■ SELECTED EXCERPT ■
## Begin
As part of the GeoTrac project ( http://projects.openplans.org/GeoTrac/ ), I set off to be able to query on tickets via shapefiles ( http://projects.openplans.org/GeoTrac/ticket/78 ). I didn’t know anything about shapefiles before beginning this, and I still don’t know much, except that I’m not a big fan. So I consulted the font of knowledge: http://en.wikipedia.org/wiki/Shapefile
Shapefiles are several files that have different extensions but the same “first name”. Its the kind of convention someone would come up with if they were being “clever” (see http://www.statusq.org/archives/2006/11/03/1193/ ). Three files are mandatory:
* .shp — shape format; the feature geometry itself
* .shx — shape index format; a positional index of the feature geometry to allow seeking forwards and backwards quickly
* .dbf — attribute format; columnar attributes for each shape, in dBase III format (from http://en.wikipedia.org/wiki/Shapefile )
Unfortunately, these three files contain no projection information and so do not actually give you enough information to tell where the geometry is on a map. There is an optional .prj file * .prj — projection format; the coordinate system and projection information, a plain text file describing the projection using well-known text format (from http://en.wikipedia.org/wiki/Shapefile ). So while we didn’t have a .prj file to start off with or know the projection that we needed to figure out where the geometry lived on the map, this seemed the right approach to specifying geometry.
## End
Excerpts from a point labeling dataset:
## Begin
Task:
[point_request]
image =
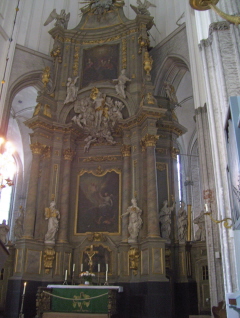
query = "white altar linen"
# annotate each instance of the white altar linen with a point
## End
■ DIRECTIONS ■
• 1. Summarize the passage on shapefiles in two sentences.
• 2. Copy out the point labeling listing above verbatim, omitting the picture.

■ PER-TASK OUTPUTS ■
• 1. For the GeoTrac project, the writer set out to query tickets using shapefiles, which consist of several files sharing the same base name but with different extensions, three of them mandatory: .shp for the feature geometry, .shx for a positional index, and .dbf for attributes in dBase III format. Because those three files contain no projection information, an optional .prj file is needed to describe the coordinate system and projection in well-known text format.

• 2.
Task:
[point_request]
image =
query = "white altar linen"
# annotate each instance of the white altar linen with a point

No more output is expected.